• [Extract to read]:
+---+

EJ Nestler and JF Tallman

Department of Psychiatry, Yale University School of Medicine, New Haven, Connecticut 06508.

We have studied a possible role for cyclic AMP-dependent protein kinase in mediating opiate addiction in the central nervous system by focusing on the rat locus coeruleus. This brain region is well suited for these studies because it is relatively homogeneous and because a wealth of electrophysiological and behavioral data indicate that it plays an important role in mediating the chronic effects of opiates in animals, including humans. It was found that chronic, but not acute, in vivo treatment of rats with morphine increased cyclic AMP-dependent protein kinase activity in the locus coeruleus with a time course that closely paralleled the time course by which locus coeruleus neurons become tolerant to and dependent on opiates, based on electrophysiological studies. Concomitant administration of the opiate receptor antagonist naltrexone was found to block the effect of chronic morphine treatment on protein kinase activity, indicating that the effect is mediated via specific activation of opiate receptors. In contrast, chronic morphine treatment did not alter protein kinase activity in several other brain regions studied, including the neostriatum, frontal cortex, and dorsal raphe. We propose that the observed increase in cyclic AMP-dependent protein kinase activity in the locus coeruleus contributes to the biochemical basis of opiate addiction.

+---+

• [Exercise details]: Summarize the abstract on opiate addiction above in two sentences.

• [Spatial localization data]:
+---+

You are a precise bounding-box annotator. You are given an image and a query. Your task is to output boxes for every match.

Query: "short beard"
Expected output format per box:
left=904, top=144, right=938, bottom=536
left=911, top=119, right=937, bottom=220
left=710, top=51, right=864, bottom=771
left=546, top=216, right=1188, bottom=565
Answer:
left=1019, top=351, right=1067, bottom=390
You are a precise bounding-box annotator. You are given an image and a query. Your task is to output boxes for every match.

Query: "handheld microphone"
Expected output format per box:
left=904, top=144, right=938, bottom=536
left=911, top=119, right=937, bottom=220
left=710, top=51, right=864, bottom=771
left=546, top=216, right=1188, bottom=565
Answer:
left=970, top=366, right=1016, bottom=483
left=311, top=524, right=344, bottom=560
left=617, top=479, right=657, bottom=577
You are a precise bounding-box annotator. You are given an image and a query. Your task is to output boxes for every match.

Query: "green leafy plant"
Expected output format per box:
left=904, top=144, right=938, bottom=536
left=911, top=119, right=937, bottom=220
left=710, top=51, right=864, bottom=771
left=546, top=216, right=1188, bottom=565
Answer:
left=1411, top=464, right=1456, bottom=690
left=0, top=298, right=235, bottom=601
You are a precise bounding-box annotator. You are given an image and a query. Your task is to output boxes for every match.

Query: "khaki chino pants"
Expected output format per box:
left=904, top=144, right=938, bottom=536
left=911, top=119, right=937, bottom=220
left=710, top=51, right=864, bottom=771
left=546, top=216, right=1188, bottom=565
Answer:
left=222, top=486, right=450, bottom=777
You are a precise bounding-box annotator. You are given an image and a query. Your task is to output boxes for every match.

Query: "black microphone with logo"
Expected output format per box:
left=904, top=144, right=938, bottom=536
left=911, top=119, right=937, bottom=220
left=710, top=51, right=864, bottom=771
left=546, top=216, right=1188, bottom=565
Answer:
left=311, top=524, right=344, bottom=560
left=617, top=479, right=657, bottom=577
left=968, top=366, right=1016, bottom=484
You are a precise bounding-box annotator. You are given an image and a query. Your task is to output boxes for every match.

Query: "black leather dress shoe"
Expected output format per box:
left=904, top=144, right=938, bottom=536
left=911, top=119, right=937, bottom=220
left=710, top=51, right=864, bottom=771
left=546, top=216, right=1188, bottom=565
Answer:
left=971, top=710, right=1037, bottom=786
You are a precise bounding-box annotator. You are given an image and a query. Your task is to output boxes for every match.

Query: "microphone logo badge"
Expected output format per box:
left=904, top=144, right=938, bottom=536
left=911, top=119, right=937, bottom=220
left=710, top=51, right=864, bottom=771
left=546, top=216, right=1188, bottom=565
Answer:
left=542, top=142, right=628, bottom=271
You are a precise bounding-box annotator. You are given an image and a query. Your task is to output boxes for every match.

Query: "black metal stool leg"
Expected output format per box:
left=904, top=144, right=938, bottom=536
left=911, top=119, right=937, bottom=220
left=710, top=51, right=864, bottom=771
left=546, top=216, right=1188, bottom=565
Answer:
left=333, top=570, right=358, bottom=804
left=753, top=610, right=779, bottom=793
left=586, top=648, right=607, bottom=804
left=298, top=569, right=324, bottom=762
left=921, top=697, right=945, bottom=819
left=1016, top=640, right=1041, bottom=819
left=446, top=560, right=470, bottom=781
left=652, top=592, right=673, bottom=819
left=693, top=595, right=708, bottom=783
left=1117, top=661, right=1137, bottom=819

+---+

• [Answer to this problem]: Chronic, but not acute, morphine treatment in rats raised cyclic AMP-dependent protein kinase activity in the locus coeruleus, with a time course closely matching how its neurons become tolerant to and dependent on opiates. Naltrexone blocked this effect, other brain regions showed no change, and the study proposes that the increase contributes to the biochemical basis of opiate addiction.